(Lines excerpted from a collection)
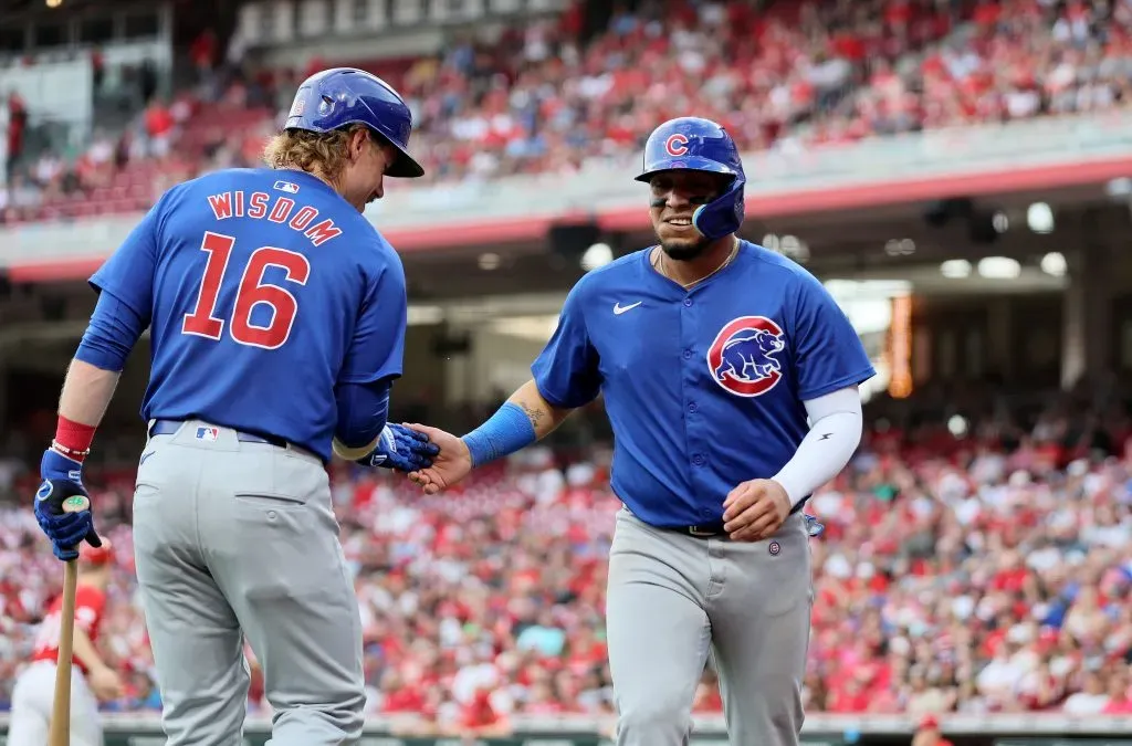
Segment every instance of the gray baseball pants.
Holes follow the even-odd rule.
[[[770,540],[701,539],[623,509],[606,624],[618,746],[684,746],[711,654],[732,746],[797,746],[813,603],[801,513]]]
[[[353,744],[361,619],[323,463],[186,422],[149,438],[134,548],[169,746],[240,746],[264,671],[274,746]]]

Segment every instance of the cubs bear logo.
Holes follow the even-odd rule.
[[[775,355],[786,349],[782,328],[765,316],[740,316],[707,349],[712,379],[736,396],[762,396],[782,379]]]

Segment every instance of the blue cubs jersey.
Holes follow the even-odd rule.
[[[809,430],[804,402],[875,370],[825,288],[789,259],[743,241],[685,290],[649,255],[582,277],[532,371],[555,406],[604,395],[612,488],[637,517],[712,523],[737,485],[794,457]]]
[[[146,420],[199,418],[329,460],[335,387],[401,375],[401,258],[308,173],[173,187],[91,284],[149,324]]]

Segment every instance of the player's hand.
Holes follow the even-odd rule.
[[[83,487],[83,464],[48,448],[40,461],[40,475],[43,481],[35,491],[35,520],[51,539],[55,557],[65,561],[77,559],[83,541],[101,547],[102,539],[94,530],[94,514]],[[68,501],[74,507],[79,500],[85,501],[85,509],[65,508]]]
[[[431,466],[409,473],[410,481],[419,485],[426,495],[436,495],[448,489],[472,471],[472,454],[462,439],[427,425],[405,425],[405,427],[424,434],[440,448]]]
[[[762,541],[790,515],[790,497],[773,479],[743,482],[723,500],[723,530],[732,541]]]
[[[126,687],[122,685],[122,678],[118,676],[114,669],[105,666],[91,671],[86,683],[89,685],[91,691],[94,692],[94,696],[98,697],[102,702],[120,700],[126,691]]]
[[[377,439],[377,447],[355,463],[412,472],[431,466],[432,456],[438,453],[440,448],[430,443],[423,432],[410,430],[403,425],[386,425]]]

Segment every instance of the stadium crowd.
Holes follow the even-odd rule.
[[[825,526],[812,540],[811,712],[1132,714],[1132,420],[1067,414],[1081,411],[1047,408],[1024,429],[872,426],[807,507]],[[607,452],[532,448],[437,498],[331,469],[372,713],[451,729],[611,711]],[[34,474],[12,482],[29,495]],[[154,709],[128,480],[94,501],[119,552],[102,644],[130,683],[106,706]],[[31,511],[0,512],[0,680],[26,660],[59,577]],[[265,706],[254,687],[249,709]],[[696,708],[721,708],[710,668]]]
[[[1132,86],[1129,0],[652,0],[592,36],[582,12],[357,65],[409,100],[434,182],[632,162],[658,122],[688,112],[745,149],[790,151],[1104,111],[1127,105]],[[96,130],[70,162],[18,160],[0,222],[143,209],[179,180],[256,163],[298,83],[325,66],[256,69],[213,37],[192,58],[198,85],[152,97],[123,132]]]

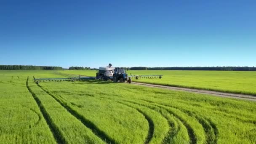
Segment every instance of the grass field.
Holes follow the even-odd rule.
[[[253,72],[186,72],[154,71],[163,78],[140,82],[206,88],[211,81],[227,91],[256,91]],[[255,102],[109,81],[33,81],[96,72],[0,71],[1,143],[256,143]]]
[[[66,71],[64,73],[95,76],[95,70]],[[256,72],[241,71],[129,70],[130,75],[163,75],[161,79],[133,81],[256,96]]]

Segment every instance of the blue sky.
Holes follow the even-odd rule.
[[[255,0],[0,1],[0,64],[256,66]]]

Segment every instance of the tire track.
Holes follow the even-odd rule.
[[[224,93],[212,91],[208,91],[190,88],[184,88],[171,86],[165,86],[160,85],[148,84],[146,83],[133,82],[132,83],[135,85],[143,85],[149,87],[161,88],[178,91],[188,91],[189,92],[193,92],[201,94],[206,94],[212,96],[226,98],[235,98],[240,99],[247,100],[251,101],[256,101],[256,96],[253,96],[252,95],[247,95],[242,94]]]
[[[36,102],[37,106],[40,109],[41,113],[43,114],[44,118],[45,120],[47,125],[48,125],[51,131],[53,133],[53,135],[55,139],[55,141],[58,144],[66,144],[66,142],[65,139],[63,138],[62,136],[60,135],[60,131],[57,127],[55,126],[53,122],[51,121],[50,115],[46,112],[43,105],[42,104],[41,101],[36,96],[35,94],[32,91],[31,89],[29,87],[28,85],[29,77],[29,76],[27,77],[27,82],[26,83],[27,88],[30,94],[32,95],[34,99]]]
[[[104,132],[99,128],[93,123],[86,119],[82,115],[80,115],[75,110],[72,109],[67,104],[64,104],[64,103],[57,98],[56,96],[54,96],[51,93],[43,88],[41,85],[39,85],[39,84],[37,84],[37,85],[39,87],[41,88],[42,90],[54,99],[56,101],[69,112],[70,114],[81,121],[85,126],[91,129],[93,133],[101,139],[102,141],[109,144],[117,143],[115,140],[110,138],[107,133],[105,133]]]
[[[161,105],[163,107],[170,107],[172,108],[175,108],[177,109],[179,109],[181,111],[184,112],[184,113],[187,113],[189,116],[190,117],[195,117],[198,122],[202,125],[203,126],[205,132],[206,133],[206,142],[208,144],[210,143],[214,143],[216,144],[218,140],[218,134],[219,134],[219,131],[216,125],[214,124],[211,120],[210,119],[206,118],[205,117],[201,117],[197,116],[197,115],[195,112],[190,111],[188,111],[183,109],[181,109],[180,108],[177,107],[171,107],[169,105],[160,104],[158,103],[156,103],[154,102],[153,101],[148,101],[146,100],[144,100],[142,99],[140,99],[141,101],[147,102],[148,103],[152,104],[154,105],[156,105],[157,106],[157,104],[159,105]],[[212,133],[211,131],[212,129],[213,131],[213,133]]]
[[[117,102],[119,103],[119,104],[121,104],[123,105],[126,105],[126,106],[130,107],[132,109],[136,109],[139,113],[141,113],[141,114],[142,114],[143,115],[143,116],[144,116],[144,117],[145,117],[145,118],[147,120],[147,122],[149,123],[149,131],[148,132],[147,136],[147,138],[146,139],[146,140],[145,141],[144,144],[149,144],[149,142],[152,139],[152,138],[153,138],[153,135],[154,134],[154,131],[155,129],[155,125],[154,124],[153,120],[152,120],[152,119],[151,119],[151,118],[148,115],[147,115],[147,114],[146,114],[145,113],[144,113],[143,112],[140,110],[139,109],[136,109],[134,107],[131,107],[130,106],[129,106],[127,104],[125,104],[122,102]]]
[[[35,109],[33,109],[31,108],[31,107],[26,107],[23,105],[21,105],[21,106],[28,109],[31,111],[33,112],[34,113],[35,113],[37,115],[37,117],[38,117],[38,120],[36,122],[35,122],[35,124],[34,124],[34,125],[32,125],[32,127],[34,127],[36,126],[38,124],[38,123],[39,123],[39,122],[40,122],[40,121],[41,121],[41,120],[42,120],[42,117],[41,117],[41,115],[40,115],[40,114],[39,113],[37,113],[37,112],[36,112],[35,111]],[[29,127],[30,127],[29,128],[31,128],[31,126],[29,125]]]
[[[152,107],[150,107],[149,106],[147,106],[146,105],[144,104],[139,104],[139,103],[137,103],[136,102],[134,102],[133,101],[127,101],[127,100],[120,100],[120,101],[124,101],[126,102],[129,102],[129,103],[131,103],[134,104],[136,104],[136,105],[140,105],[140,106],[142,106],[143,107],[147,107],[151,109],[152,109],[154,111],[155,111],[155,112],[159,112],[160,113],[161,115],[162,115],[164,117],[165,117],[167,120],[167,121],[169,121],[168,120],[168,118],[166,117],[166,116],[165,116],[164,115],[163,115],[162,113],[159,112],[157,111],[155,109],[152,108]],[[155,106],[157,107],[157,106]],[[165,110],[166,111],[166,110]],[[167,111],[167,112],[168,112]],[[173,115],[173,116],[174,116],[175,117],[176,117],[176,118],[177,118],[178,120],[179,120],[181,122],[182,122],[182,121],[181,120],[179,119],[179,118],[176,116],[175,116],[174,115]],[[169,125],[170,127],[170,129],[171,129],[171,128],[172,128],[173,127],[173,124],[172,123],[171,123],[171,122],[169,121]],[[187,127],[186,126],[186,125],[184,125],[185,127],[187,128]],[[168,133],[168,135],[167,136],[166,136],[165,137],[164,139],[167,139],[168,138],[170,138],[171,139],[173,138],[179,132],[179,130],[180,129],[180,127],[179,126],[179,129],[176,130],[176,131],[173,132],[173,131],[169,131]],[[190,139],[191,139],[191,138],[190,138]]]

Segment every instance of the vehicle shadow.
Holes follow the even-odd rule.
[[[81,84],[104,84],[113,83],[113,82],[110,80],[105,81],[100,80],[80,81],[79,82]]]

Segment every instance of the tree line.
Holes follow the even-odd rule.
[[[0,70],[53,70],[62,69],[60,67],[36,66],[20,65],[0,65]]]
[[[69,69],[69,70],[90,70],[90,67],[70,67]]]
[[[256,71],[254,67],[132,67],[130,70],[220,70]]]

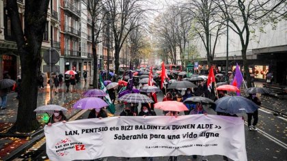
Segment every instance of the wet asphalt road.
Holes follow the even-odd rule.
[[[84,87],[83,87],[82,85],[81,89],[85,90],[88,87],[89,87],[87,85]],[[81,91],[82,90],[79,90],[79,91],[81,93]],[[79,96],[74,95],[77,95],[77,93],[62,93],[62,95],[56,96],[55,100],[61,102],[64,102],[68,105],[72,105],[74,102],[73,100],[74,97]],[[159,93],[158,95],[158,100],[161,101],[163,97],[163,94]],[[274,103],[278,104],[278,103]],[[284,106],[285,107],[287,106],[287,104],[284,104],[284,103],[283,103],[283,104],[282,104],[282,102],[280,102],[279,104],[279,105],[282,106],[282,107],[278,107],[281,108],[279,109],[282,109],[282,107],[284,108]],[[122,111],[122,106],[117,104],[116,108],[115,115],[118,115]],[[209,115],[216,115],[213,110],[210,108],[206,108],[206,110]],[[259,111],[259,122],[258,123],[258,128],[260,130],[258,132],[249,131],[247,126],[245,126],[245,143],[248,160],[287,160],[287,119],[286,119],[286,118],[276,117],[271,112],[271,111],[269,111],[264,108],[262,108]],[[71,112],[70,115],[73,113],[74,112]],[[87,118],[88,113],[89,111],[84,113],[77,119]],[[158,115],[163,115],[162,112],[157,109],[156,109],[156,113]],[[181,115],[183,114],[181,113]],[[245,115],[244,117],[247,119],[247,115]],[[48,157],[46,156],[45,151],[45,145],[43,145],[36,150],[25,153],[14,160],[28,160],[28,158],[31,159],[31,160],[46,160],[48,159]],[[207,158],[208,160],[223,160],[222,156],[207,156]],[[124,158],[114,157],[109,157],[105,158],[104,160],[109,161],[126,160]],[[146,159],[137,158],[131,158],[130,160],[139,161],[146,160]],[[168,157],[156,157],[154,158],[154,160],[168,160]],[[193,159],[192,156],[179,156],[178,160],[202,160],[200,157],[198,157],[197,159]]]

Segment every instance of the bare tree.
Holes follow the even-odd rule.
[[[102,42],[100,33],[105,27],[105,19],[107,11],[105,10],[104,3],[102,0],[83,0],[88,14],[92,20],[92,50],[94,59],[94,78],[93,87],[98,88],[98,55],[96,45]]]
[[[40,73],[40,49],[46,23],[49,0],[30,0],[25,3],[24,31],[16,0],[7,1],[12,27],[21,62],[21,87],[17,119],[10,131],[27,132],[37,130],[39,123],[33,111],[37,107],[37,80]],[[27,117],[29,116],[29,117]]]
[[[118,74],[120,52],[128,34],[140,25],[143,18],[143,0],[106,0],[106,8],[109,12],[111,29],[115,43],[115,72]]]
[[[242,1],[213,0],[223,13],[222,18],[228,23],[230,29],[240,38],[241,55],[247,87],[251,87],[250,74],[246,57],[250,37],[250,28],[262,24],[273,23],[281,16],[286,16],[286,0]]]
[[[159,46],[165,53],[165,57],[170,59],[172,64],[176,64],[176,47],[178,44],[176,29],[178,21],[176,20],[177,10],[170,7],[155,18],[152,27]]]
[[[218,16],[219,9],[212,0],[189,1],[181,5],[188,12],[192,19],[191,29],[195,31],[198,38],[202,40],[206,52],[208,66],[213,65],[215,48],[217,40],[221,35],[224,25],[222,19]]]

» **EXERCISE REQUIREMENTS**
Copy out the stretch of lines from the one containing "Segment every instance of the stadium crowd." through the one containing "[[[255,0],[0,1],[0,64],[256,66]]]", leaving out the pictures.

» **SOLVED EXERCISE**
Segment every instance of the stadium crowd.
Holes follow the even-odd rule.
[[[825,526],[812,540],[811,712],[1132,714],[1132,420],[1067,414],[1081,411],[1047,408],[1024,429],[872,426],[807,507]],[[607,452],[532,448],[437,498],[331,469],[372,713],[451,729],[611,711]],[[34,474],[12,482],[29,495]],[[154,709],[128,480],[94,501],[119,552],[102,644],[130,683],[106,706]],[[31,511],[0,512],[0,680],[26,660],[59,577]],[[265,706],[254,687],[249,709]],[[696,708],[721,708],[710,668]]]
[[[1132,86],[1129,0],[652,0],[592,36],[582,12],[357,65],[409,100],[434,182],[632,162],[658,122],[688,112],[745,149],[790,151],[1104,111],[1127,105]],[[96,130],[70,162],[18,160],[0,222],[143,209],[179,180],[256,163],[298,83],[325,66],[256,69],[213,37],[192,58],[198,85],[152,97],[123,132]]]

Segment every instance of the grass field.
Holes follow the even-odd rule.
[[[253,72],[186,72],[154,71],[163,78],[140,82],[206,88],[211,81],[227,91],[256,91]],[[255,102],[109,81],[33,81],[96,72],[0,71],[1,143],[256,143]]]
[[[66,71],[64,73],[95,76],[95,70]],[[256,72],[241,71],[129,70],[130,75],[163,75],[161,79],[133,81],[256,96]]]

Segment every instance of the blue sky.
Holes follow the even-odd rule.
[[[255,0],[0,1],[0,64],[256,66]]]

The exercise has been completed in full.